*Documento*.
-------

Continuaremos contrários a regulamentação do ensino domiciliar, por entender que esse sistema de ensino compromete a convivência entre os diferentes segmentos sociais, elemento fundamental do processo educativo e da construção de uma escola humanizada, onde se estabelece as relações de solidariedade, de cidadania, de ligação afetiva, fatores essenciais para o desenvolvimento psíquico e cognitivo das crianças e dos adolescentes.
Com base na posição da CONTEE, não podemos aceitar a criação de um sistema paralelo de ensino, que não respeita os princípios e diretrizes da educação tais como a Base Nacional Comum Curricular (BNCC), sistemas de avaliação, financiamento e dadas as condições de acompanhamento, avaliação e principalmente a valorização dos trabalhadores da educação.
No nosso entender, não pode prosperar um sistema onde a educação recai sobre os próprios familiares do aluno, geralmente os pais ou grupos de pais, ou depende da contratação de professores particulares, chamados de tutores. Esse sistema representa mais uma medida de desprofissionalização do professor, substituindo um profissional com formação universitária e pedagógica obrigatória de no mínimo quatro anos por qualquer pessoa e/ou manual de aprendizagem, numa verdadeira uberização da profissão.

-------

*Seção de dados*.
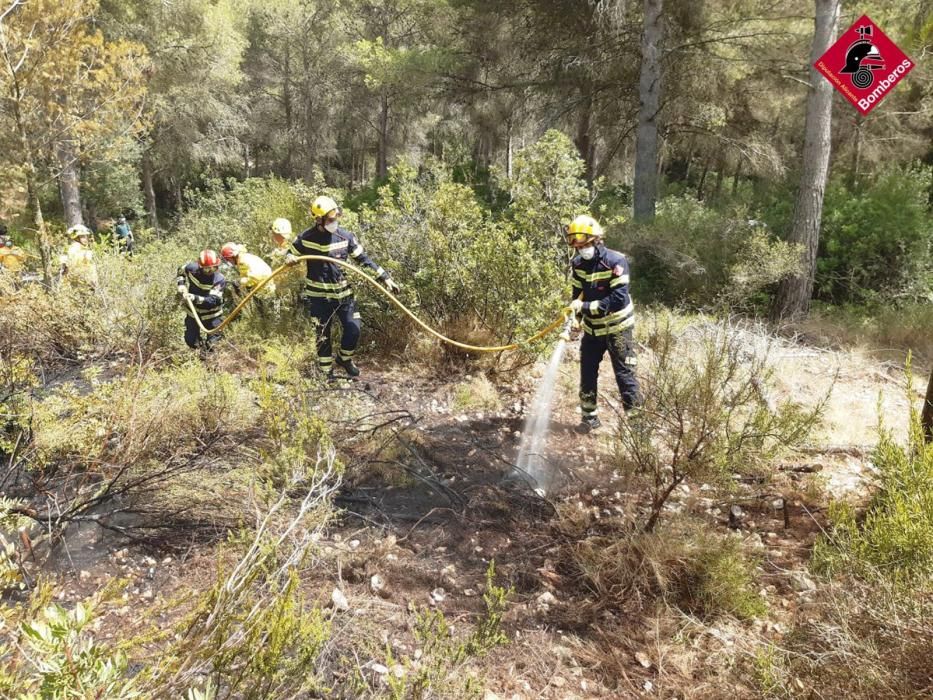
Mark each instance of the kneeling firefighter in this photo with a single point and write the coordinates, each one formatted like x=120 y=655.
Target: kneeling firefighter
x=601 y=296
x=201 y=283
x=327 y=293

-------

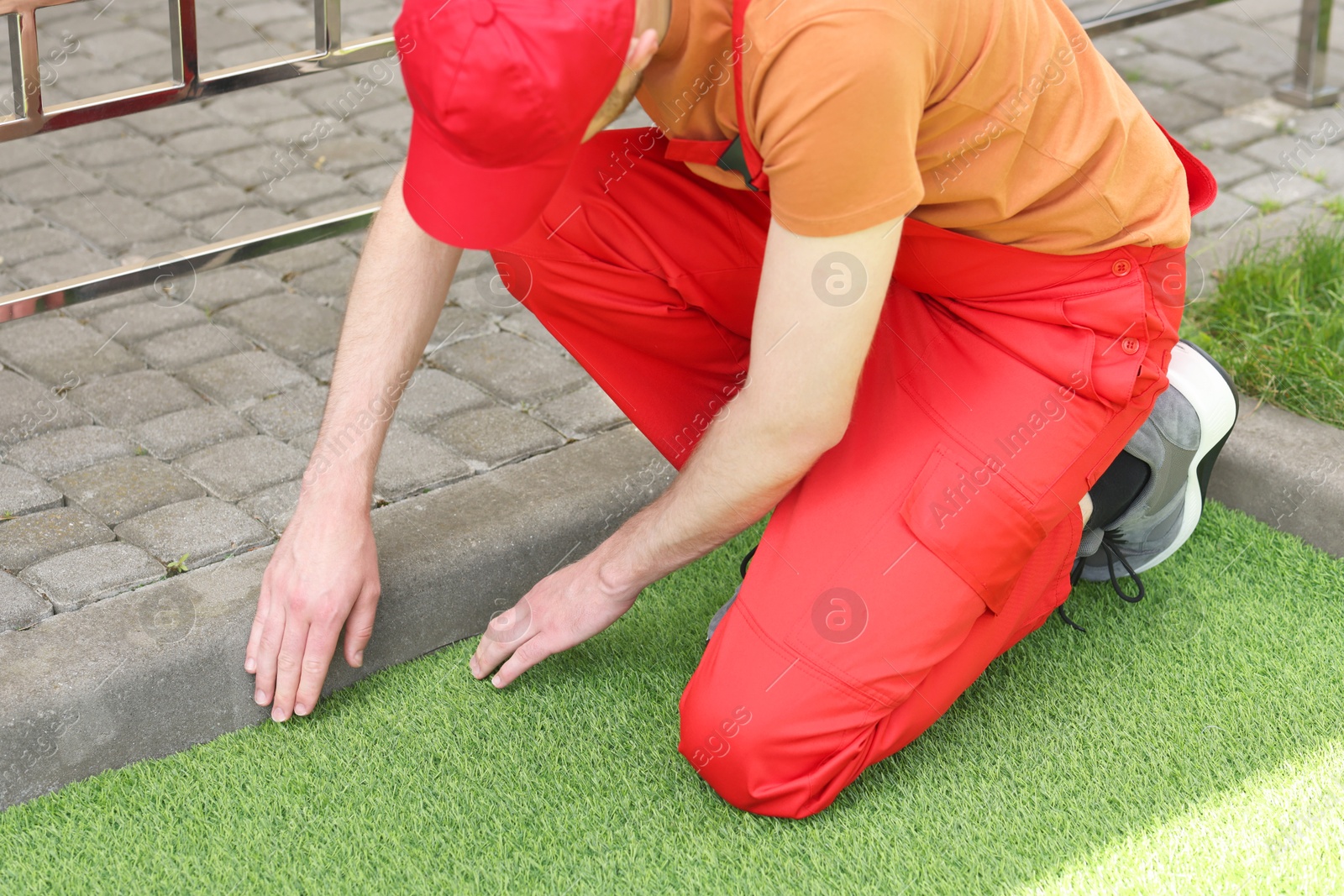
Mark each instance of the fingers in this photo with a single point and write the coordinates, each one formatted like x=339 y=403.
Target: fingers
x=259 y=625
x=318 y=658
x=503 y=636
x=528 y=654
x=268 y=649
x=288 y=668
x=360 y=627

-------

Extraia do texto sobre o ensino domiciliar, sem alterar nada, o trecho que vai de "Continuaremos contrários a" até "e dos adolescentes.", incluindo essas últimas palavras.

*Tarefa concluída*.
Continuaremos contrários a regulamentação do ensino domiciliar, por entender que esse sistema de ensino compromete a convivência entre os diferentes segmentos sociais, elemento fundamental do processo educativo e da construção de uma escola humanizada, onde se estabelece as relações de solidariedade, de cidadania, de ligação afetiva, fatores essenciais para o desenvolvimento psíquico e cognitivo das crianças e dos adolescentes.